Provided records START

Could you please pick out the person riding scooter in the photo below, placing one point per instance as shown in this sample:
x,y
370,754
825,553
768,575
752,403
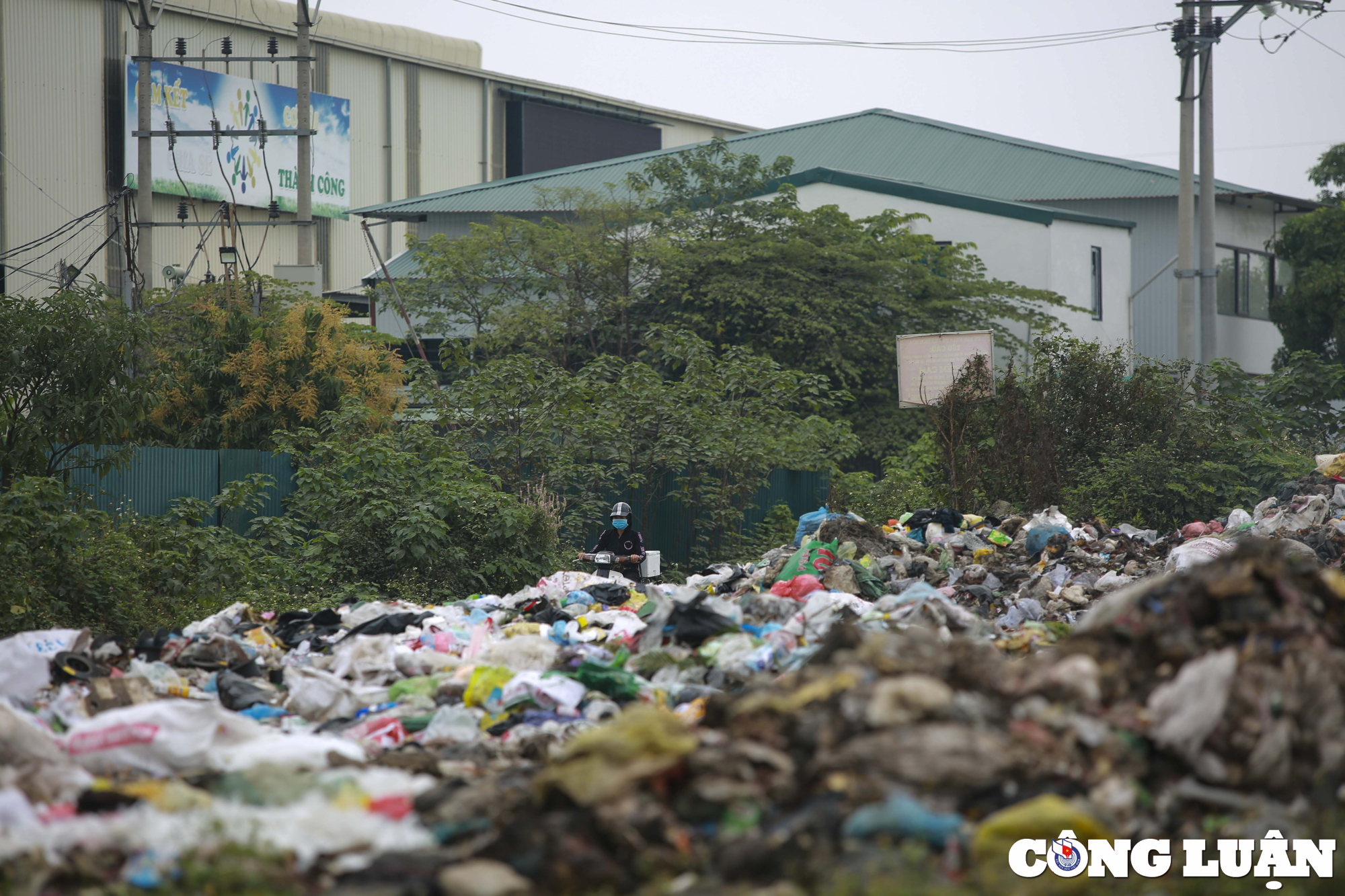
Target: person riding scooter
x,y
623,540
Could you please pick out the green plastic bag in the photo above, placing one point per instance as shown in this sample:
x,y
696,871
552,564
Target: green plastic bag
x,y
813,559
871,587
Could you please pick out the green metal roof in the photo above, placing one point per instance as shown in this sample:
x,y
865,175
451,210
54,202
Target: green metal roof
x,y
404,266
879,143
1004,208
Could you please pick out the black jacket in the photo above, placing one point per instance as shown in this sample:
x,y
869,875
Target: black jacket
x,y
623,542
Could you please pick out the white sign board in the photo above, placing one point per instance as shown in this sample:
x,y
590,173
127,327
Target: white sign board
x,y
929,362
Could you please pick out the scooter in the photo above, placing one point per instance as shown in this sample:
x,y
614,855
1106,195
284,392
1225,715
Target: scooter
x,y
606,560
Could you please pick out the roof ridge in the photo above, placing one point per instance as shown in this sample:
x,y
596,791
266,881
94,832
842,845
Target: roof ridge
x,y
1043,147
609,163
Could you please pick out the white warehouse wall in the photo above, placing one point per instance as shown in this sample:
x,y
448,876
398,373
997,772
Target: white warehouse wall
x,y
1054,257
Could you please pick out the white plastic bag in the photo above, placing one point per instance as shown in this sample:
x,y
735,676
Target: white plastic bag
x,y
319,696
1304,513
549,692
453,723
223,623
162,737
25,659
368,659
1200,551
1048,517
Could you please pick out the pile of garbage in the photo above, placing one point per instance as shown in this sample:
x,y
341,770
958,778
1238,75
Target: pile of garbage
x,y
948,681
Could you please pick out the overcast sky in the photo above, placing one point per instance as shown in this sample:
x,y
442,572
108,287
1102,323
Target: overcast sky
x,y
1274,114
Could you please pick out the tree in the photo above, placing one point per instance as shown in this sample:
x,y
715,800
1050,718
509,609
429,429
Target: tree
x,y
231,377
697,425
570,287
712,243
1311,315
67,389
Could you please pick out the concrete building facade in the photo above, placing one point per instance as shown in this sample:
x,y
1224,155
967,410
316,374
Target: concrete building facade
x,y
424,118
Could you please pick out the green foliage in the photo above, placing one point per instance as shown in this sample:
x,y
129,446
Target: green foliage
x,y
67,563
684,248
1160,446
65,382
1311,315
697,425
406,509
905,485
232,377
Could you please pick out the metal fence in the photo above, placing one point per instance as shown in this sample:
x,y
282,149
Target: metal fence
x,y
158,477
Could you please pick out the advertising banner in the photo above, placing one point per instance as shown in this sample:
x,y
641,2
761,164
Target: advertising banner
x,y
240,170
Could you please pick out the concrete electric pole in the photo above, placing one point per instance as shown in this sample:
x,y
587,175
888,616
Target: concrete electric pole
x,y
306,155
1187,198
1195,42
1210,32
145,158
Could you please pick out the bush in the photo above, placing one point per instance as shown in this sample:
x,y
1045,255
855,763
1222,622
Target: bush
x,y
1129,439
67,563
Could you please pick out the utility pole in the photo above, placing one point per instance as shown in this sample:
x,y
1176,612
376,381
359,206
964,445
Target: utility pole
x,y
1195,42
145,161
306,155
1187,197
1210,33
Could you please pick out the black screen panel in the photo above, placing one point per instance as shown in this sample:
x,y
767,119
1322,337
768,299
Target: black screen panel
x,y
541,138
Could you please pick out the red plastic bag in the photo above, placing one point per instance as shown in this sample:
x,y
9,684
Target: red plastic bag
x,y
798,588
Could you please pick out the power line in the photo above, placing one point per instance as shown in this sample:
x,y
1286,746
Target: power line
x,y
700,37
34,184
699,30
1269,146
1311,37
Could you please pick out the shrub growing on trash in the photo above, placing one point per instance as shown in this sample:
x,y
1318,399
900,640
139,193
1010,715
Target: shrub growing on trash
x,y
1157,443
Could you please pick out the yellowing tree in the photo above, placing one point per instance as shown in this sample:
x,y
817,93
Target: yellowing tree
x,y
229,378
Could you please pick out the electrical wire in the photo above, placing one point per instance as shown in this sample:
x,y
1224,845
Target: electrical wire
x,y
1300,30
34,184
700,32
700,37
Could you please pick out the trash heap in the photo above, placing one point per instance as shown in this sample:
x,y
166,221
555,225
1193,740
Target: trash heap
x,y
785,720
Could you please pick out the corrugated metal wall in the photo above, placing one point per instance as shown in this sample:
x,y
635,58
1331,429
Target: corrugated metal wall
x,y
53,134
53,58
158,477
451,130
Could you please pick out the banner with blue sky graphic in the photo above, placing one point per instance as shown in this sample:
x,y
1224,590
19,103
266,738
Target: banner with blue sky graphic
x,y
241,170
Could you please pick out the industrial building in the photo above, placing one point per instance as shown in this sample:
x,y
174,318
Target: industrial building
x,y
978,188
423,118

Provided records END

§ **What to produce**: Your reply must match the data above line for line, except that it holds no pictures.

§ **Output for this exercise**:
Could you please pick out the person riding scooter in the photo below, placing one point per instance as shown in this sample:
x,y
370,754
825,553
768,575
752,403
Target: person riding scooter
x,y
623,540
Could you please pick out the green plastic bag in the photo above, placing one point per instance as shown in this sample:
x,y
696,871
552,564
Target: green plastic bag
x,y
813,559
871,587
Could you please pick out the green metal roof in the photo above, placing one point per instance as shown in this sample:
x,y
865,175
451,210
54,202
Target: green metal roof
x,y
404,266
879,143
1004,208
Could you please pick out the black jacket in the photo above, placing one point per instance as shown in this sample:
x,y
869,875
Target: black jacket
x,y
623,542
Could you please pick out the white sign board in the photo above, placing one point per instance as shown in this sample:
x,y
590,173
127,327
Target: white sign board
x,y
929,362
Could you please pick out the scooter in the photo above, placing one point per instance as shown in this sample:
x,y
614,855
1106,195
284,392
1225,715
Target: scooter
x,y
606,560
Could you please pick out the roof ridge in the photo above, placing one point per instance as shown in this sample:
x,y
596,791
266,881
94,832
842,845
Target: roof ridge
x,y
1043,147
609,163
Could you please pick out the white warehouse wall in the photo above, placing one point per instance as shown in this sample:
x,y
448,876
398,373
997,772
Target: white warehouse wall
x,y
1054,257
Could you please pick out the white plastic bag in the photo above, placing one point per instance as shown in this sample:
x,y
735,676
Target: white plastic bag
x,y
319,696
1304,513
549,692
453,723
223,623
162,737
25,659
368,659
1200,551
1048,517
Could you please pick out the pile of garbage in the photo above, placing one point per instance as shown in this sample:
x,y
341,770
958,778
1238,75
Target: pile of garbage
x,y
948,681
Could you please pick out the overcast sky in the photo above, placing one point per instance as shown in this sample:
x,y
442,572
108,287
1102,323
Target: overcast sky
x,y
1274,114
Could you please pick out the tree in the photo above, placing one point per instance as shown in this sample:
x,y
715,800
1050,718
509,609
429,429
Target: tree
x,y
231,377
697,425
570,287
712,243
1311,315
67,389
Could you please pick out the concrete building facade in the photo above, placing one point per instance as shown in this sample:
x,y
1224,155
967,410
316,374
Target: concrete building facade
x,y
424,118
Could you please pick out the green foliage in the photo above, placing one point per instance as shown in this sample:
x,y
129,446
Target: green foliage
x,y
67,563
684,248
1160,446
65,382
1311,315
697,425
406,509
905,485
232,377
Could you please pick out the metal fence in the photo above, placing one point per instance as shown in this sample:
x,y
282,149
Target: metal fence
x,y
158,477
Could you please pick out the advertising banner in the photo above, placing one point per instance as shown in this sample:
x,y
641,2
761,164
Target: advertising banner
x,y
240,170
Could you please pick out the concrete electric pole in the photo above, placing one point per instance as shown in this sample:
x,y
587,175
888,616
Target: concrete electric pole
x,y
306,155
1187,198
1195,42
1210,32
145,158
Could you please pick out the bush in the photo above, placing one point per instance as shown in this sample:
x,y
1045,255
855,763
1222,622
Target: bush
x,y
1129,439
67,563
Could you please pick out the utility pole in the photo above, placing one point per instance as shown in this sample:
x,y
1176,612
376,381
359,206
964,445
Target: utility pole
x,y
1195,42
145,161
306,155
1187,197
1210,33
Could you please pick out the black screen panel in the photo above, placing one point per instance as shown in this sample:
x,y
767,119
1322,337
768,299
Target: black screen panel
x,y
541,138
Could you please pick out the red plastic bag in the photo above, placing one point per instance as shown in this sample:
x,y
9,684
Target: red plastic bag
x,y
798,588
Could you please pick out the power line in the photo above, placing one point per instance as shown in this sample:
x,y
1286,746
Target: power line
x,y
700,37
34,184
699,30
1269,146
1311,37
Could you please pick out the shrub growing on trash in the photo above, placing one point per instance as shown in this sample:
x,y
1318,399
900,640
139,193
1010,715
Target: shrub growing on trash
x,y
1157,443
Could you please pick out the yellowing tree in the photo above, placing one point per instance as shown in this sample:
x,y
817,93
Target: yellowing tree
x,y
229,378
Could you please pick out the electrical wire in the photo above, placing one point per instance as shown in this sample:
x,y
1224,845
Target: electrical wire
x,y
1300,30
34,184
700,32
700,37
Could you please pick out the trash heap in the photo above, placing one point per instance as shown in this sample:
x,y
166,221
555,225
1193,740
Target: trash heap
x,y
785,720
Could you please pick out the corrugated metal wall in the photo above, placing one point per instance as shown in this sample:
x,y
635,58
1331,429
Target: corrugated metal wall
x,y
53,134
53,58
158,477
451,130
Could you please pick out the banner with blue sky graphic in the photo above, placing one point per instance as shown in this sample:
x,y
1224,590
19,103
266,738
Target: banner with blue sky graphic
x,y
241,170
Could you please pick out the industrial building in the photo above, placing one point per instance as shown in this sample:
x,y
174,318
Target: industrial building
x,y
978,188
423,118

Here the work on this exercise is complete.